=== What you have to do ===
Reproduce the lines from the one holding "Where can you spot the ripe" to the end of the entries. Include both ends and change nothing.

=== Source material ===
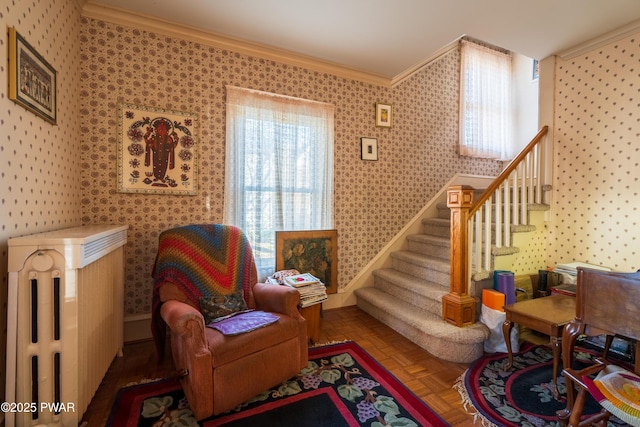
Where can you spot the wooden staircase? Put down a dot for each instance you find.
(432, 301)
(407, 296)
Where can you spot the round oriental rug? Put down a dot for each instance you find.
(521, 396)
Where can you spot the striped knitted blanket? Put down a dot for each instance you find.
(201, 260)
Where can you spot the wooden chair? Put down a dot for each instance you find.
(606, 304)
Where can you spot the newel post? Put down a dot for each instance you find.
(458, 307)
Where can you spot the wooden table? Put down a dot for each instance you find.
(547, 315)
(312, 316)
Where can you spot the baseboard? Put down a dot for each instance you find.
(137, 327)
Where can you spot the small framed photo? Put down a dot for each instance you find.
(369, 148)
(383, 115)
(32, 81)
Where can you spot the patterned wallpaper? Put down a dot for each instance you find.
(373, 200)
(39, 162)
(64, 175)
(596, 197)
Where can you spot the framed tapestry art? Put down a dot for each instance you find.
(157, 150)
(312, 251)
(32, 81)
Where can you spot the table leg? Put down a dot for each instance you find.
(506, 331)
(557, 350)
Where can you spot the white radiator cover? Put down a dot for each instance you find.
(65, 306)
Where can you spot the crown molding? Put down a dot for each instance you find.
(418, 67)
(597, 42)
(139, 21)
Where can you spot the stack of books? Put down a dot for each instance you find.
(312, 290)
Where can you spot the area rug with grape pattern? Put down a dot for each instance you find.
(341, 386)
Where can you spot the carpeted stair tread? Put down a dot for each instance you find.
(410, 282)
(444, 340)
(430, 239)
(430, 245)
(410, 289)
(421, 260)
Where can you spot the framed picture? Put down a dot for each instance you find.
(312, 251)
(383, 115)
(32, 81)
(369, 148)
(536, 70)
(157, 150)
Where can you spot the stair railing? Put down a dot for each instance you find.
(476, 235)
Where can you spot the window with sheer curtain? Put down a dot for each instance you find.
(279, 168)
(485, 103)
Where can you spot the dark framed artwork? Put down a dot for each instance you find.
(369, 148)
(309, 251)
(157, 150)
(32, 81)
(383, 115)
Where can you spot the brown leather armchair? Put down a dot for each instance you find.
(222, 371)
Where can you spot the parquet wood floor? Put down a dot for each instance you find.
(428, 377)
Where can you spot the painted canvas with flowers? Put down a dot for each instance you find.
(157, 150)
(309, 251)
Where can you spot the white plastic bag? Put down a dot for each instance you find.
(494, 320)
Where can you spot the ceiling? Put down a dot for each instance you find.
(386, 38)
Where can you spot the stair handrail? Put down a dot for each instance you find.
(513, 164)
(458, 306)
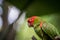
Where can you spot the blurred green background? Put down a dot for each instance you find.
(48, 10)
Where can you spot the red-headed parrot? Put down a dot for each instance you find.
(42, 28)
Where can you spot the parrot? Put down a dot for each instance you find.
(45, 30)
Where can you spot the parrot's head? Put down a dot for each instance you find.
(34, 21)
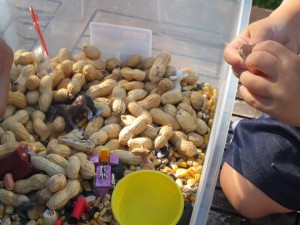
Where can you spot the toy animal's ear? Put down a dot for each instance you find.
(51, 114)
(90, 102)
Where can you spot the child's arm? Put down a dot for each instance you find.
(272, 82)
(282, 26)
(6, 59)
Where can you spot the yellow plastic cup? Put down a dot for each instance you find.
(147, 197)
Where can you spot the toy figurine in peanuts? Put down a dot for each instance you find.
(82, 104)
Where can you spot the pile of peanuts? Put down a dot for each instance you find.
(153, 116)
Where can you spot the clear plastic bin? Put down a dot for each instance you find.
(195, 32)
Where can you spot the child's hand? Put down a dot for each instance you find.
(269, 28)
(6, 60)
(272, 80)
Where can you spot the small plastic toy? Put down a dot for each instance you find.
(16, 165)
(104, 179)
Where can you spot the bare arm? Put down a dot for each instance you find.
(6, 60)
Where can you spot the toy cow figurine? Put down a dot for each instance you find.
(82, 104)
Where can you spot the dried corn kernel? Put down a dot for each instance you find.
(191, 171)
(180, 172)
(179, 183)
(96, 215)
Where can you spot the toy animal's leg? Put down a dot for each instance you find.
(70, 121)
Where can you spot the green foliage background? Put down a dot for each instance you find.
(268, 4)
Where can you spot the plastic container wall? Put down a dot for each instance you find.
(195, 32)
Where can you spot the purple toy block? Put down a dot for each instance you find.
(94, 158)
(114, 159)
(103, 179)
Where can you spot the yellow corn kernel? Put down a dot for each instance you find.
(179, 183)
(184, 83)
(210, 122)
(166, 170)
(197, 177)
(199, 169)
(206, 138)
(209, 104)
(174, 166)
(132, 168)
(40, 221)
(190, 161)
(191, 181)
(178, 155)
(171, 152)
(193, 198)
(103, 211)
(93, 222)
(182, 164)
(180, 172)
(191, 171)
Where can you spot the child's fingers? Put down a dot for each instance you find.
(258, 102)
(256, 84)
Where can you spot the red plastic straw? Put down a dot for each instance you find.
(35, 20)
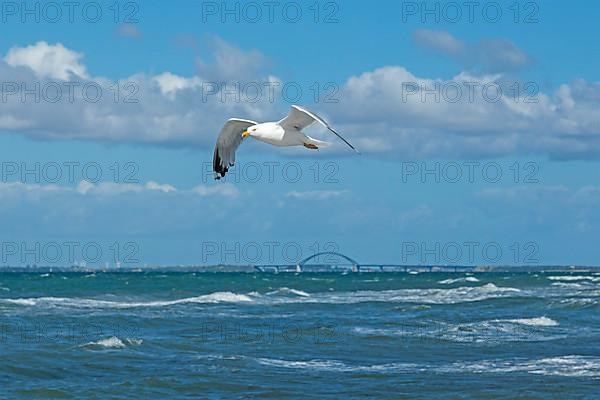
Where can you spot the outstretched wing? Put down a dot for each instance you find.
(228, 141)
(300, 118)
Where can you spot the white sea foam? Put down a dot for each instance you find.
(572, 278)
(287, 295)
(218, 297)
(288, 291)
(339, 366)
(539, 321)
(566, 366)
(488, 331)
(457, 280)
(113, 343)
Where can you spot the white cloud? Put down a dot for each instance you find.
(48, 61)
(374, 111)
(390, 110)
(439, 40)
(170, 84)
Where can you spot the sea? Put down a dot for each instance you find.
(395, 335)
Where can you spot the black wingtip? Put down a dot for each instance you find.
(218, 167)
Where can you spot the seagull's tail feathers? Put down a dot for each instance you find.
(316, 142)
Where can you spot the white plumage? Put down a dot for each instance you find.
(287, 132)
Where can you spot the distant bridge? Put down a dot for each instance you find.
(328, 253)
(354, 266)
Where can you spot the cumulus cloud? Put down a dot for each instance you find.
(84, 188)
(389, 110)
(43, 81)
(488, 55)
(48, 61)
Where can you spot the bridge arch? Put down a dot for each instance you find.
(331, 253)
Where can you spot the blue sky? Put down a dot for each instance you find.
(377, 207)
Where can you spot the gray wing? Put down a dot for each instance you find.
(228, 141)
(300, 118)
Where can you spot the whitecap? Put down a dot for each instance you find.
(286, 290)
(113, 343)
(539, 321)
(572, 278)
(457, 280)
(217, 297)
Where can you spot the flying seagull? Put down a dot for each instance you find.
(287, 132)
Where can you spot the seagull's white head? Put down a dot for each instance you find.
(265, 130)
(252, 131)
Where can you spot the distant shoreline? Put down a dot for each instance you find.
(371, 268)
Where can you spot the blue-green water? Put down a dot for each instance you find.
(388, 336)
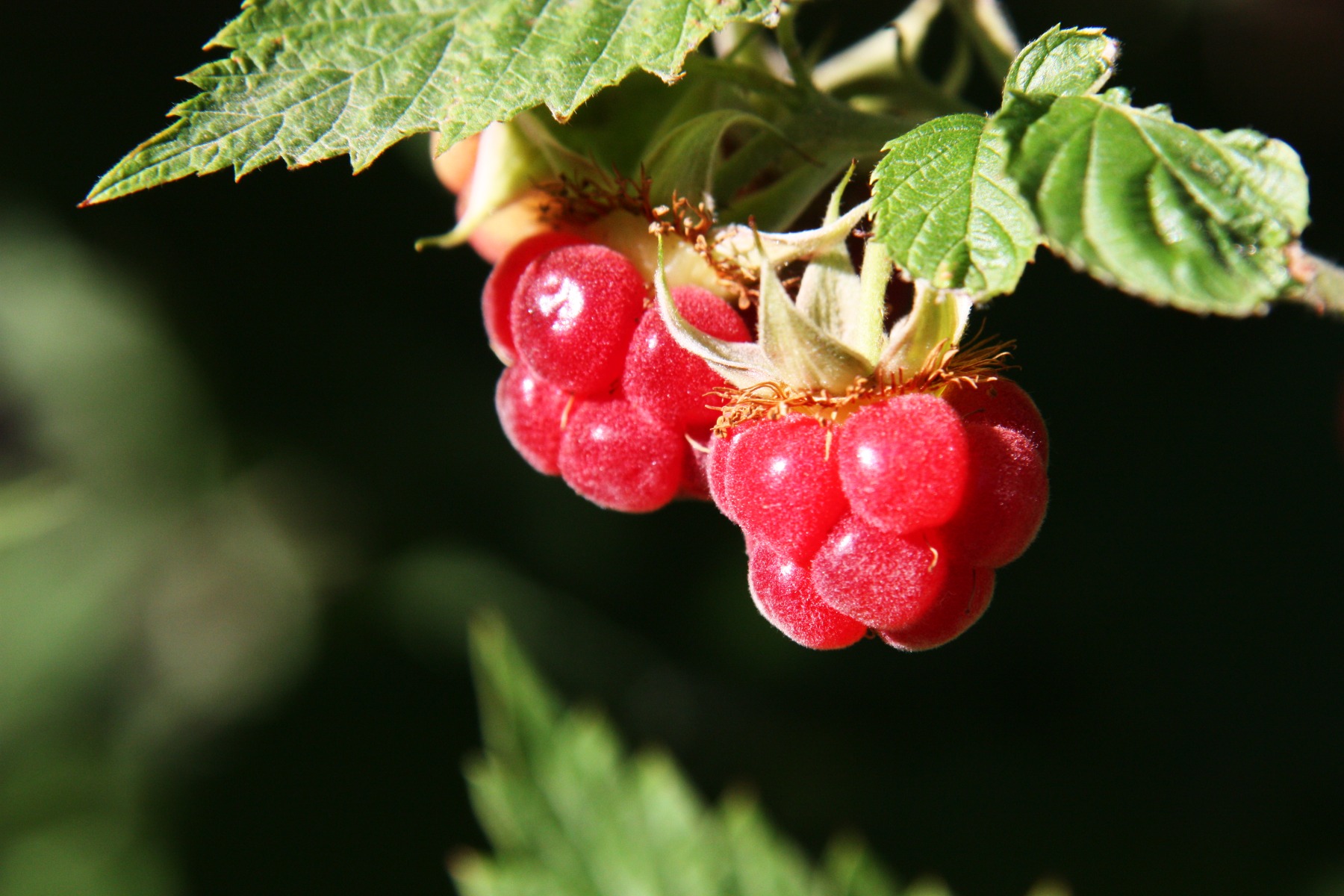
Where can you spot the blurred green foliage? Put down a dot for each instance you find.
(147, 593)
(1152, 704)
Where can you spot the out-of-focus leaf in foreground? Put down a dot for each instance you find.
(569, 813)
(147, 594)
(309, 80)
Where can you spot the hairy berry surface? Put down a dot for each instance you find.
(1001, 402)
(617, 457)
(668, 382)
(964, 600)
(1006, 500)
(497, 299)
(781, 484)
(882, 579)
(531, 413)
(573, 316)
(903, 462)
(783, 591)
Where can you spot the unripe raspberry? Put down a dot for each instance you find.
(1006, 500)
(573, 316)
(531, 413)
(783, 487)
(882, 579)
(615, 455)
(1001, 402)
(497, 299)
(783, 591)
(903, 462)
(964, 600)
(668, 382)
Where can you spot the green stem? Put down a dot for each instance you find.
(799, 65)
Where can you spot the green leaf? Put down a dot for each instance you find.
(683, 161)
(803, 354)
(309, 80)
(1198, 220)
(571, 815)
(1063, 62)
(947, 210)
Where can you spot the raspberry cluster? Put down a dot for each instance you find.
(893, 520)
(597, 390)
(883, 511)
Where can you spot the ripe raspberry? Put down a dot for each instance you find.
(783, 591)
(668, 382)
(717, 467)
(573, 316)
(1006, 501)
(1001, 402)
(956, 612)
(695, 473)
(903, 462)
(781, 485)
(615, 455)
(531, 413)
(882, 579)
(497, 299)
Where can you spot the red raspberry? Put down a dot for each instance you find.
(695, 473)
(717, 467)
(882, 579)
(615, 455)
(573, 316)
(903, 462)
(781, 485)
(1001, 402)
(531, 413)
(1006, 501)
(964, 601)
(668, 382)
(783, 591)
(497, 299)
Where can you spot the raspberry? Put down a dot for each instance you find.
(615, 455)
(783, 591)
(695, 473)
(781, 485)
(531, 413)
(717, 467)
(497, 299)
(1006, 501)
(1001, 402)
(668, 382)
(573, 316)
(882, 579)
(903, 462)
(956, 612)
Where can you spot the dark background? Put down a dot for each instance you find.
(1154, 704)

=== Exercise answer ===
Where can you spot the ripe raspberry? Put down a dot for each instance you find.
(783, 591)
(668, 382)
(717, 467)
(573, 316)
(1006, 501)
(1001, 402)
(956, 612)
(695, 473)
(903, 462)
(781, 485)
(615, 455)
(531, 413)
(882, 579)
(497, 299)
Where can you spot the red raspberry? Put down a dot for each instance you find.
(695, 473)
(717, 467)
(882, 579)
(615, 455)
(573, 316)
(903, 462)
(781, 485)
(1001, 402)
(531, 413)
(1006, 501)
(964, 601)
(668, 382)
(783, 591)
(497, 299)
Where can you spot the raspberry? Put down a dot for each instance you find.
(615, 455)
(783, 591)
(695, 473)
(781, 485)
(531, 413)
(717, 467)
(497, 299)
(1006, 501)
(1001, 402)
(668, 382)
(573, 316)
(882, 579)
(903, 462)
(956, 612)
Where can you spot the dark background? Put down a dot for each instance you find.
(1154, 704)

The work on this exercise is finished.